____ INPUT RECORDS

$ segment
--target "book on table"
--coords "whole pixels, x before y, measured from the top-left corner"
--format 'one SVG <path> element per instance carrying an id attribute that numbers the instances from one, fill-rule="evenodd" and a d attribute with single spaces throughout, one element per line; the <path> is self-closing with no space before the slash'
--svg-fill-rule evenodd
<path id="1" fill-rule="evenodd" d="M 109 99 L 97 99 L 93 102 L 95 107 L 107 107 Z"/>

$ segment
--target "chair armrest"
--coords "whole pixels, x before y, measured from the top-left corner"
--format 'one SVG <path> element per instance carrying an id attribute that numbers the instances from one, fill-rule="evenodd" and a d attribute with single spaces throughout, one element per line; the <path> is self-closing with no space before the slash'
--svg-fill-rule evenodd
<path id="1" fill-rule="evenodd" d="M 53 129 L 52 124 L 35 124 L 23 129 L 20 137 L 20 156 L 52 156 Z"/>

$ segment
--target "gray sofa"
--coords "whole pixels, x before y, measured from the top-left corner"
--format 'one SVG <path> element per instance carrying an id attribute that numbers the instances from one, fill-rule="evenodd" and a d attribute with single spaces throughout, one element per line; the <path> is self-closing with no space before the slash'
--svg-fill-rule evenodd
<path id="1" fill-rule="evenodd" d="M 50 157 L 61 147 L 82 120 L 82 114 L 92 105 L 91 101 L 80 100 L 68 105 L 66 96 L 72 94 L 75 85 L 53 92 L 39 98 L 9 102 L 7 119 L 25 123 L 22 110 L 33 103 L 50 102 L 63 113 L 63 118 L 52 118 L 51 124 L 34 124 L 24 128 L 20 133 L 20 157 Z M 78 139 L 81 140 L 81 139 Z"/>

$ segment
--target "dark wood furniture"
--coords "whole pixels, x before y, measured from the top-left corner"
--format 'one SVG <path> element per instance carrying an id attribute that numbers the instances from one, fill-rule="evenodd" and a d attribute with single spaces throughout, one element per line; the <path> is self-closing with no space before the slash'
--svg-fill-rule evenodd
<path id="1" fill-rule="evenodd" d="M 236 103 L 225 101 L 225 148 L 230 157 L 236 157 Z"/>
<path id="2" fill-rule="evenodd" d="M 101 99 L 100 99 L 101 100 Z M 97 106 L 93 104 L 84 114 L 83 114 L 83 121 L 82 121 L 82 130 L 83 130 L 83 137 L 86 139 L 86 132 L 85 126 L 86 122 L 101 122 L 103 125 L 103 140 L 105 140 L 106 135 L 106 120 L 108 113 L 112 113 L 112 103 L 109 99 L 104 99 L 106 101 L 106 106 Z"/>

________

YOUR OBJECTIVE | Give a word-for-word copy of the records.

THE COMPLETED TASK |
$ segment
--target "book on table"
--coords "whole pixels, x before y, measured from the top-left corner"
--format 'one SVG <path> element per instance carrying an id attribute that numbers the instances from one, fill-rule="evenodd" and a d attribute with single spaces throughout, one element per line; the <path> is self-closing with no space before the slash'
--svg-fill-rule evenodd
<path id="1" fill-rule="evenodd" d="M 109 99 L 97 99 L 93 102 L 95 107 L 107 107 Z"/>

$ segment
--target "chair armrest"
--coords "whole pixels, x before y, measured from the top-left corner"
--format 'one SVG <path> element per instance carrying an id attribute that numbers the instances from one, fill-rule="evenodd" and a d attribute with single spaces throughout, one element per line; the <path> is self-closing with no space before the slash'
--svg-fill-rule evenodd
<path id="1" fill-rule="evenodd" d="M 53 129 L 52 124 L 35 124 L 23 129 L 20 137 L 20 156 L 52 156 Z"/>

$ segment
--target "gray sofa"
--coords "whole pixels, x before y, measured from the top-left corner"
--format 'one SVG <path> element per instance carrying an id attribute that numbers the instances from one, fill-rule="evenodd" and a d attribute with single spaces throughout, one element per line; the <path> is self-closing with no space before the slash'
--svg-fill-rule evenodd
<path id="1" fill-rule="evenodd" d="M 50 157 L 61 147 L 82 120 L 82 114 L 92 105 L 91 101 L 80 100 L 68 105 L 66 96 L 72 94 L 75 85 L 53 92 L 39 98 L 9 102 L 7 119 L 25 123 L 22 110 L 33 103 L 50 102 L 63 113 L 63 118 L 52 118 L 51 124 L 34 124 L 24 128 L 20 133 L 20 157 Z M 78 139 L 81 140 L 81 139 Z"/>

$ segment
--target "dark wood furniture"
--coords "whole pixels, x before y, measured from the top-left corner"
--format 'one SVG <path> element per instance carrying an id attribute that numbers the instances from one, fill-rule="evenodd" and a d attribute with single spaces throughout, one element per line; the <path> is self-closing with no space before the slash'
--svg-fill-rule evenodd
<path id="1" fill-rule="evenodd" d="M 236 103 L 225 101 L 225 148 L 230 157 L 236 157 Z"/>
<path id="2" fill-rule="evenodd" d="M 101 99 L 100 99 L 101 100 Z M 97 106 L 93 104 L 84 114 L 83 114 L 83 121 L 82 121 L 82 130 L 83 130 L 83 137 L 86 139 L 86 132 L 85 126 L 86 122 L 101 122 L 103 125 L 103 140 L 105 140 L 106 135 L 106 120 L 108 113 L 112 113 L 112 103 L 109 99 L 104 99 L 106 101 L 106 106 Z"/>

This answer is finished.